RECORD EXTRACTS —
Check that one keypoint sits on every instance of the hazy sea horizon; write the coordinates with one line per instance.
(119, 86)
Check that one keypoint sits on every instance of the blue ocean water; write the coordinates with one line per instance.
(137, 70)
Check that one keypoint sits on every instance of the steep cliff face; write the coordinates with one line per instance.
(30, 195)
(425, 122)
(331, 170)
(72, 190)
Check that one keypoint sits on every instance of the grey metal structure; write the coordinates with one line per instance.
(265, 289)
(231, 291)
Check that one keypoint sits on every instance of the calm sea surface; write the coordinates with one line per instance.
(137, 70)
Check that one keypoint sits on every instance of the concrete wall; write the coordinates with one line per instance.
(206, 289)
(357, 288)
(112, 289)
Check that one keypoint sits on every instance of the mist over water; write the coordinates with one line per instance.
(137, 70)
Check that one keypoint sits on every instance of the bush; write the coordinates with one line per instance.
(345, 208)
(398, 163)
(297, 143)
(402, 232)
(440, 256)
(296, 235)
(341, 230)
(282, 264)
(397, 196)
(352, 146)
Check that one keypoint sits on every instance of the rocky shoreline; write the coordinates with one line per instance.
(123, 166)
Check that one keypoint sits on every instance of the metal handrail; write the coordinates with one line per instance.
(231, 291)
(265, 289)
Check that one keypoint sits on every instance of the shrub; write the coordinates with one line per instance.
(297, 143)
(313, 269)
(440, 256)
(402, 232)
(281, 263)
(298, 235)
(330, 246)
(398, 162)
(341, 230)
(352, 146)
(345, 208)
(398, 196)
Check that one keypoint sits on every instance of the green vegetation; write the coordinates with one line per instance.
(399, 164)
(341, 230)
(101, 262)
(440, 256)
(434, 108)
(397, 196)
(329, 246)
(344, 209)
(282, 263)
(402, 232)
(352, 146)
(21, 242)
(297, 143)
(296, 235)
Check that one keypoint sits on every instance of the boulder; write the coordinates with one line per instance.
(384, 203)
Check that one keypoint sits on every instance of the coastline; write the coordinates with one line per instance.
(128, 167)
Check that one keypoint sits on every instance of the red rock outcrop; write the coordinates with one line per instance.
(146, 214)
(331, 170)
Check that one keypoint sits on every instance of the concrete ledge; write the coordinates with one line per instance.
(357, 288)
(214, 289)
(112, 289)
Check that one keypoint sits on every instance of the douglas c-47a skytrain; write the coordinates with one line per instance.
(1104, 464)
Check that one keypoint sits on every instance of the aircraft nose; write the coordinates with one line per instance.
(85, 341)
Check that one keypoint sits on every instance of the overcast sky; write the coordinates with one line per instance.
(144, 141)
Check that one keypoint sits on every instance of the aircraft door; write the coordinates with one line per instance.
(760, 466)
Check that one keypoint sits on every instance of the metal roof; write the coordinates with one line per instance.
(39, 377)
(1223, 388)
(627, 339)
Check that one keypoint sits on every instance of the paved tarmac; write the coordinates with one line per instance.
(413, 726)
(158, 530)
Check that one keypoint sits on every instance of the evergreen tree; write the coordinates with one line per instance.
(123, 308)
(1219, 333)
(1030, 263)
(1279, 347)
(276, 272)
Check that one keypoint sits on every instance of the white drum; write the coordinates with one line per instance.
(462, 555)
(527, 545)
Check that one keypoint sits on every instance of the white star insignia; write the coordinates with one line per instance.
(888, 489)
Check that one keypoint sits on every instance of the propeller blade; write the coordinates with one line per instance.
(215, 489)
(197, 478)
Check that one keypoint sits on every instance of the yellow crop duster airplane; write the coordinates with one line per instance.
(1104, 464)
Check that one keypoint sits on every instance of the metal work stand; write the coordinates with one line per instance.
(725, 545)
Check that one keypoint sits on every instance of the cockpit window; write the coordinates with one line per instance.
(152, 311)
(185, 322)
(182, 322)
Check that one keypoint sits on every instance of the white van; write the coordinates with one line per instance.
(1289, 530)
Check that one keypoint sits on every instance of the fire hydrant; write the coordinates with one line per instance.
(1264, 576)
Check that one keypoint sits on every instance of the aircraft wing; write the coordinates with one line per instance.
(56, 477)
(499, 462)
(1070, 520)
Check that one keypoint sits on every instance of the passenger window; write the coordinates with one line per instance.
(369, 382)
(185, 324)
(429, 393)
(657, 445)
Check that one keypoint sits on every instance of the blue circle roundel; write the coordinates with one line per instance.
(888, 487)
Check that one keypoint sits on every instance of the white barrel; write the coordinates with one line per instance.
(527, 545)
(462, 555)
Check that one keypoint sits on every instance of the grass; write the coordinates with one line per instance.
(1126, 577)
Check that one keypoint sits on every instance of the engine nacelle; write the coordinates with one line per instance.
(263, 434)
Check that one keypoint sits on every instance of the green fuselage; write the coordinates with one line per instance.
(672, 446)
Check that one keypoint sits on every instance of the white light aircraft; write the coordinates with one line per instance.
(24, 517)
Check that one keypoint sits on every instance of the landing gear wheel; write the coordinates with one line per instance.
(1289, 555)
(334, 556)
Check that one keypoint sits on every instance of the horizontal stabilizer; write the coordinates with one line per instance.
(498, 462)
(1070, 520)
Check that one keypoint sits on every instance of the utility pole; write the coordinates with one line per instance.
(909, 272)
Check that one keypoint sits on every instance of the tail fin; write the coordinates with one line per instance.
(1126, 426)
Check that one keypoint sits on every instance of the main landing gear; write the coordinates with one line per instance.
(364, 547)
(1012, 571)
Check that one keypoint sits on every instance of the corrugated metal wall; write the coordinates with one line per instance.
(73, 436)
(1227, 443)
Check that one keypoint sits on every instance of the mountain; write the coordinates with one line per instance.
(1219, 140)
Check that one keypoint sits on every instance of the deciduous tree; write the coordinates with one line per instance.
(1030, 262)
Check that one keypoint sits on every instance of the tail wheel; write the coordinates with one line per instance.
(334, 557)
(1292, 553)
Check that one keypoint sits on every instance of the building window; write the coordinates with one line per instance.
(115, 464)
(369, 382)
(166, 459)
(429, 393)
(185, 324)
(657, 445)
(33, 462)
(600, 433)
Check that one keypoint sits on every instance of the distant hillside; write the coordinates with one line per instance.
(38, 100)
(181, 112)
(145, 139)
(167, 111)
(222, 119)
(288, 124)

ASSIGNED TASK —
Your answer must be every record above, retyped exactly.

OUTPUT OF THE EXERCISE —
Check that one keypoint sits on every instance of the hazy sea horizon; write the coordinates with one line per instance.
(119, 86)
Check that one keypoint sits on every instance of the blue ocean water; write the coordinates with one line per instance.
(137, 70)
Check that one keypoint sits on every instance of the steep cliff face; write the coordinates with one line per instance.
(30, 195)
(425, 122)
(331, 170)
(72, 190)
Check that one keypoint sits on every instance of the grey metal structure; write the coordinates with one line per instance.
(265, 289)
(231, 291)
Check that one keypoint sits on every instance of the calm sea surface; write the coordinates with one line per instance.
(137, 70)
Check that one keypoint sits on every instance of the concrete wall; write the coordinates with one line per instance.
(206, 289)
(357, 288)
(112, 289)
Check that one keypoint sits on every instance of the mist over water; write the coordinates with one line per instance.
(137, 70)
Check that one keypoint sits on every instance of the bush; write the coordinates with one line per instance.
(345, 208)
(398, 163)
(297, 143)
(402, 232)
(440, 256)
(296, 235)
(341, 230)
(282, 264)
(397, 196)
(352, 146)
Check that one keypoint sits on every instance of the rocky shoreline; write the coordinates with one line per instance.
(123, 166)
Check that one keypoint sits on every instance of the metal handrail; write the coordinates with one line per instance.
(231, 291)
(265, 289)
Check that one keypoint sits on every instance of the shrub; write the coordinates with one line per instance.
(297, 143)
(313, 269)
(440, 256)
(402, 232)
(281, 263)
(298, 235)
(330, 246)
(398, 162)
(341, 230)
(352, 146)
(345, 208)
(398, 196)
Check that one keypoint sits on every instance of the green vegetation; write the coordinates with one line per instance.
(399, 164)
(341, 230)
(101, 262)
(440, 256)
(434, 108)
(397, 196)
(329, 246)
(344, 209)
(282, 263)
(402, 232)
(352, 146)
(21, 242)
(297, 143)
(296, 235)
Check that one keypoint sits on every instance of the boulder; write the coordinates with one line per instance.
(384, 203)
Check that one keypoint sits on every instance of the coastline; write the coordinates with one line per instance.
(128, 167)
Check that one keypoint sits on every instance of the red rock outcrop; write the coordinates with one line per instance.
(146, 214)
(331, 170)
Check that one keypoint sits on every instance of the concrete ledge; write the coordinates with one line per instance.
(357, 288)
(214, 289)
(112, 289)
Check that one keypoint sits on every instance of the douglas c-47a skytrain; write the coordinates with one line per instance.
(1104, 464)
Check that one keypoint sits on every instance of the aircraft nose; write the coordinates with one line per instance.
(85, 341)
Check that one keypoint sits on every instance of the overcast sky; write the coordinates with one line per instance.
(144, 141)
Check that one keypoint sits on every instance of the aircraft door; write the coordinates with one line per instance.
(760, 466)
Check that one keypoint sits on every instance of the metal roof; write the coordinates with one line per instance.
(39, 377)
(1223, 388)
(627, 339)
Check that one keypoint sits on every instance of the paved tarmac; write the coordinates with one line per instance.
(413, 726)
(158, 530)
Check that one keypoint sits on every instance of the evergreen tree; write the coordinates with one line per instance.
(123, 308)
(1219, 333)
(1030, 263)
(1279, 347)
(276, 272)
Check that one keypoint sits on every instance of the white drum; write the coordinates with one line per instance.
(462, 555)
(527, 545)
Check that one keypoint sits on every instance of the white star insignia; write the coordinates with one line per instance.
(888, 489)
Check that one keypoint sits on every instance of the propeller blade; write the coordinates with one line per instance.
(215, 489)
(197, 478)
Check that one keypoint sits on every instance of the yellow crop duster airplane; write the coordinates with one line per instance.
(1104, 464)
Check that one keypoint sits on every instance of the metal work stand; write the coordinates with one line per instance.
(725, 545)
Check that one keypoint sits on every instance of the cockpit window; write the coordinates with one line per instance.
(152, 311)
(185, 322)
(182, 322)
Check that one keypoint sits on every instance of the white van; write the coordinates with one line per instance.
(1289, 530)
Check that one keypoint sits on every instance of the fire hydrant; write the coordinates with one line per instance.
(1264, 576)
Check that one keypoint sits on every instance of the aircraft wing; write the coordinates with one line per instance.
(56, 477)
(499, 462)
(1070, 520)
Check that one keypoint sits on every instance of the passenger window; write the coordinates with one line per instance.
(369, 382)
(185, 324)
(429, 393)
(657, 445)
Check that one keypoint sits on every instance of the blue circle roundel; write the coordinates with one line per instance.
(888, 487)
Check that one keypoint sits on every instance of the white barrel; write the coordinates with one line per instance.
(527, 545)
(462, 555)
Check that one keypoint sits on every instance of the grass; write the coordinates with one line per instance.
(1126, 577)
Check that one keypoint sits on every instance of the engine nacelle; write the coordinates with one line per instance.
(263, 434)
Check that one keypoint sits on every instance of the green fuselage; write the coordinates with one line per instance.
(672, 446)
Check that one keypoint sits on every instance of the white light aircraft; write the coordinates with one line per instance.
(24, 517)
Check that one keypoint sits on every instance of the landing gear wheel; write the coordinates with one line per instance.
(1289, 555)
(334, 556)
Check that one keypoint sits on every instance of the horizontal stabilizer; write the coordinates with one line per instance.
(498, 462)
(1070, 520)
Check that one keypoint sits on every instance of the utility pole; write the coordinates with one line per instance.
(909, 272)
Check that one keypoint sits on every instance of the tail fin; write the coordinates with one line per instance.
(1126, 426)
Check that one keypoint sits on every instance of the main landing gear; write the coordinates with one line per instance.
(364, 547)
(1012, 571)
Check that one keypoint sits on every instance of the corrugated metal wall; write the coordinates with one line per instance.
(73, 436)
(1227, 443)
Check that one keypoint sits on every instance of the mountain; write the coordinates with one line per instance.
(1219, 140)
Check that one keypoint sits on every instance of the deciduous tree; write the coordinates with one line per instance.
(1030, 262)
Check that one keypoint sits on every instance of the tail wheel; write the coordinates with one line per instance.
(334, 557)
(1292, 553)
Check that one keypoint sits on every instance of the building window; write the coordinates with one line per instance.
(115, 464)
(369, 382)
(166, 459)
(429, 393)
(185, 324)
(657, 445)
(33, 462)
(600, 433)
Check that one keypoint sits on every instance of the distant hillside; write the coordinates with one line per instance.
(38, 100)
(181, 112)
(145, 139)
(167, 111)
(222, 119)
(288, 124)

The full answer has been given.